WORK TO BE COMPLETED: Convert all the rows below into a JSON list of strings with one string per line, leaving out any blank lines.

(Records from a collection)

---

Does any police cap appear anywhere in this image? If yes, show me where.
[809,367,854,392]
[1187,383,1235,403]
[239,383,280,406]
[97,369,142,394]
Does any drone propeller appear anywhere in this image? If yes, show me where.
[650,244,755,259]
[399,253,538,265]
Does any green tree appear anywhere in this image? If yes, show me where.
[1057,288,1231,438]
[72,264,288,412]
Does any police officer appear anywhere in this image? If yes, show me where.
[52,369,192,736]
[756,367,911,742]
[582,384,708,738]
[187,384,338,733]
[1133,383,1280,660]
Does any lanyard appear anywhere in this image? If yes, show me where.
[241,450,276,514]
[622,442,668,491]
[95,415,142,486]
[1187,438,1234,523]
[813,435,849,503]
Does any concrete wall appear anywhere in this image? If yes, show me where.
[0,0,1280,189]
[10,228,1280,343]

---

CORRECT ANSWER:
[
  "Does any police cap appear anywhere in this image? If yes, show me where.",
  "[809,367,854,392]",
  "[1187,383,1235,403]",
  "[239,383,280,406]",
  "[97,369,142,394]",
  "Does any drone propeller appear anywhere in this image? If yes, show me where.",
  "[650,244,755,259]",
  "[399,253,538,265]",
  "Does any green tree appear anywhere in this image? If yes, show me where.",
  "[1057,288,1231,438]",
  "[72,264,288,412]",
  "Does any police officer appear anywhere in this image? If yes, show me where.",
  "[52,369,192,736]",
  "[756,367,911,742]",
  "[582,384,708,738]",
  "[187,384,338,733]",
  "[1133,383,1280,660]",
  "Does any lanyard appear anywhere in this image? If yes, show me where.",
  "[241,450,276,514]",
  "[622,442,668,491]",
  "[95,415,142,486]",
  "[1187,438,1234,523]",
  "[813,435,849,503]",
  "Does any concrete wall appear anywhere in this image? If yes, show me where.",
  "[0,0,1280,189]",
  "[10,228,1280,343]"
]